* Provided data

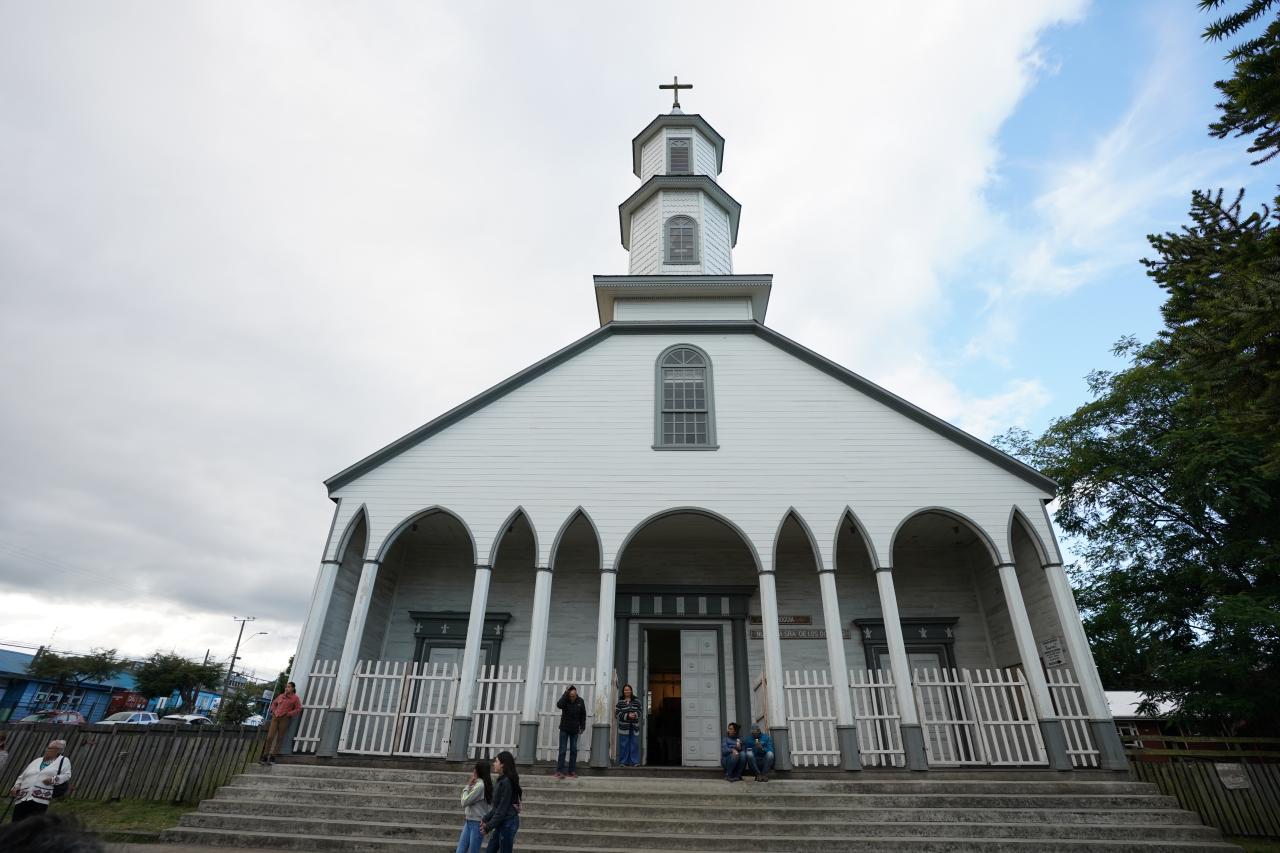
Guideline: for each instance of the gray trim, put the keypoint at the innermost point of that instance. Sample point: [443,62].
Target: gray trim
[666,242]
[711,400]
[850,757]
[677,119]
[526,748]
[460,737]
[659,182]
[913,746]
[599,744]
[1055,744]
[722,327]
[1110,747]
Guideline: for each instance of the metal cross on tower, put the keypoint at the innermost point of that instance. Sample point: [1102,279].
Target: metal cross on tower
[675,86]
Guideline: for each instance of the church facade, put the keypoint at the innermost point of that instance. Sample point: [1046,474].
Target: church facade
[689,502]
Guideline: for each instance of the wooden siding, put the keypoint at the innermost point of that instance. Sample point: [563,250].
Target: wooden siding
[790,437]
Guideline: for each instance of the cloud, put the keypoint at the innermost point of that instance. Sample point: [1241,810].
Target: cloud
[242,247]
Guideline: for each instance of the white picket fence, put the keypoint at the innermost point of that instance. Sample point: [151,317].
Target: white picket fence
[315,702]
[556,679]
[876,714]
[978,717]
[812,717]
[496,719]
[1069,702]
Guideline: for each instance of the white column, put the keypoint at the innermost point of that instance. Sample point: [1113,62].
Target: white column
[602,706]
[1077,643]
[538,629]
[355,633]
[470,669]
[314,624]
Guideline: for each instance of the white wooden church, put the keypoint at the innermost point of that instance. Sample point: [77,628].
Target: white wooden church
[690,502]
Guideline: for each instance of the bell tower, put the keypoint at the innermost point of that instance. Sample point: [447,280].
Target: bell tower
[680,228]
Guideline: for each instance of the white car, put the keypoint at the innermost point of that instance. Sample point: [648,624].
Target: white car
[131,719]
[187,720]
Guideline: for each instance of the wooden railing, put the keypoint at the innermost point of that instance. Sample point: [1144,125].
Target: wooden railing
[158,762]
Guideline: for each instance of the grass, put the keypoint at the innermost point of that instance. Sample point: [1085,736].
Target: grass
[124,819]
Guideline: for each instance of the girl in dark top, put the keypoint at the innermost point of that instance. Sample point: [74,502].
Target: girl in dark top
[503,817]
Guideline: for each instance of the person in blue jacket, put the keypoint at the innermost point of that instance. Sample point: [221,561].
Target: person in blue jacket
[732,755]
[759,753]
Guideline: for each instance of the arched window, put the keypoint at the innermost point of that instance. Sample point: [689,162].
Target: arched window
[686,416]
[681,235]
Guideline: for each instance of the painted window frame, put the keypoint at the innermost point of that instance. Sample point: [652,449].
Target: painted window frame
[680,138]
[658,398]
[666,242]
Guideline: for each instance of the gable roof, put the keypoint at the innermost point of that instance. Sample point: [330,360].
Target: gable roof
[722,327]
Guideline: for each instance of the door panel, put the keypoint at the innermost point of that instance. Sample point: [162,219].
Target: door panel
[699,698]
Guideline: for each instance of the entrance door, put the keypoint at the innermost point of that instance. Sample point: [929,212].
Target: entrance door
[699,694]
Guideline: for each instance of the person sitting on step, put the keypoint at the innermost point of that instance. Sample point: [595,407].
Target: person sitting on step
[732,755]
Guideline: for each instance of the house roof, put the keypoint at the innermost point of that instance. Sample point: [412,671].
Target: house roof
[721,327]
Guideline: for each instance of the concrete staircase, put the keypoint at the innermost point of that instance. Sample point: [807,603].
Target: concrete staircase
[307,807]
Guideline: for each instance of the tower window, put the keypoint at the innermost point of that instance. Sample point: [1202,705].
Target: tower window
[685,414]
[681,241]
[679,155]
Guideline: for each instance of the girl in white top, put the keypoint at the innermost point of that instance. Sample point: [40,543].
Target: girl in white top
[35,787]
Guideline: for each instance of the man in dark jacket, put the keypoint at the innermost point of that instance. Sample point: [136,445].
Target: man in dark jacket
[572,724]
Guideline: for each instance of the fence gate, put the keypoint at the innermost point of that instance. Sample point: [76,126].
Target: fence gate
[979,717]
[812,717]
[373,711]
[880,725]
[320,684]
[430,693]
[1069,703]
[496,720]
[554,680]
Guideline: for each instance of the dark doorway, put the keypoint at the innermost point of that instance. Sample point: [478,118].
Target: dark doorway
[663,688]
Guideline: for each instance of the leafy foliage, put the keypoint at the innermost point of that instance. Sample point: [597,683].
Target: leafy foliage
[164,673]
[1251,97]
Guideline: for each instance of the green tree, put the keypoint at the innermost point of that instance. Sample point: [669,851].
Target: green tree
[1251,96]
[164,673]
[74,670]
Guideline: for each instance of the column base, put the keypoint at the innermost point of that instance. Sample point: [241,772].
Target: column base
[781,747]
[1110,747]
[1055,744]
[600,746]
[460,738]
[526,748]
[913,744]
[330,731]
[848,739]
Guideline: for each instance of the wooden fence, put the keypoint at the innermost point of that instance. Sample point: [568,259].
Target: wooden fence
[163,763]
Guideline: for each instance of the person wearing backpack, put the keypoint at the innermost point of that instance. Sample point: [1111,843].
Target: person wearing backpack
[42,781]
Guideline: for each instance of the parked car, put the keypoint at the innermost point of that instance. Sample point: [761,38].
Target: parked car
[131,717]
[60,717]
[187,720]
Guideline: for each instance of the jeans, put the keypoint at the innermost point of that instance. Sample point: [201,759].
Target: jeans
[629,751]
[570,740]
[470,840]
[503,839]
[760,762]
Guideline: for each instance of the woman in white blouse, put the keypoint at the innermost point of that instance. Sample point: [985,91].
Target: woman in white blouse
[35,787]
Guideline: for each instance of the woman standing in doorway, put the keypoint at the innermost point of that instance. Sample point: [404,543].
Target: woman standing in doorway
[627,714]
[503,816]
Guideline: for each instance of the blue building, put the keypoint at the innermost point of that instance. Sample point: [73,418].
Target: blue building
[21,694]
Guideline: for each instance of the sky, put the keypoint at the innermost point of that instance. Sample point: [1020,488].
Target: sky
[246,245]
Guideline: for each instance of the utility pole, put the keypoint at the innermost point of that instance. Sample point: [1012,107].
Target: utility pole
[231,667]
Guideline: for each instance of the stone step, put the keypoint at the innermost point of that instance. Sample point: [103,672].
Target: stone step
[762,793]
[246,802]
[621,843]
[720,834]
[895,783]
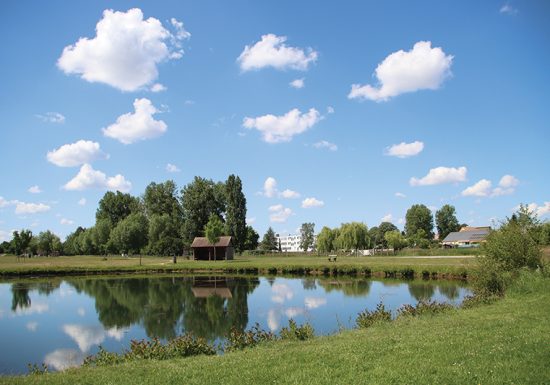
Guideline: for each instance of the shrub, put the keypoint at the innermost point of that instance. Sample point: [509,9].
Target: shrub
[294,332]
[367,318]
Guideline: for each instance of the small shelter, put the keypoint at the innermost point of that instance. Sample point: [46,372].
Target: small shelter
[204,250]
[467,237]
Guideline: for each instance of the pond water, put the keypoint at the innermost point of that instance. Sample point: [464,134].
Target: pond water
[60,321]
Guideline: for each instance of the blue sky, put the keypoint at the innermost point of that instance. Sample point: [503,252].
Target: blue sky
[329,112]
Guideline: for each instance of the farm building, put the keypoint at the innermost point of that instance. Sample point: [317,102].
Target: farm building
[204,250]
[467,237]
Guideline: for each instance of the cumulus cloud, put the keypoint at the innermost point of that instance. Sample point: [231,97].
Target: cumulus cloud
[125,51]
[76,154]
[172,168]
[312,202]
[480,189]
[297,83]
[440,175]
[540,211]
[279,214]
[507,9]
[88,178]
[278,129]
[405,150]
[34,189]
[271,51]
[139,125]
[423,67]
[51,117]
[325,144]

* What you will do
Format the records as a two-column CSV with the header instruction,keypoints and one row per record, beginning at the line that contains "Guideline: for each instance of the farm" and ending with the final record. Place each record's text and its answer in a single quoted field apiece, with line breaks replaced by spaces.

* Solved exercise
instruction,keypoints
"Guideline: for each instance of the farm building, put the keypoint at the innermost point of that instance. Sample point: [317,102]. Target: farm building","[204,250] [467,237]"
"Guideline: for each instance of the cumulus cloud, put the keypoint at the innermost point of that instance. Sample point: [231,97]. Target: cumulus cloud","[125,51] [76,154] [172,168] [312,202] [480,189] [297,83] [440,175] [540,211] [279,214] [507,9] [88,178] [278,129] [405,150] [34,189] [271,51] [139,125] [423,67] [51,117] [325,144]"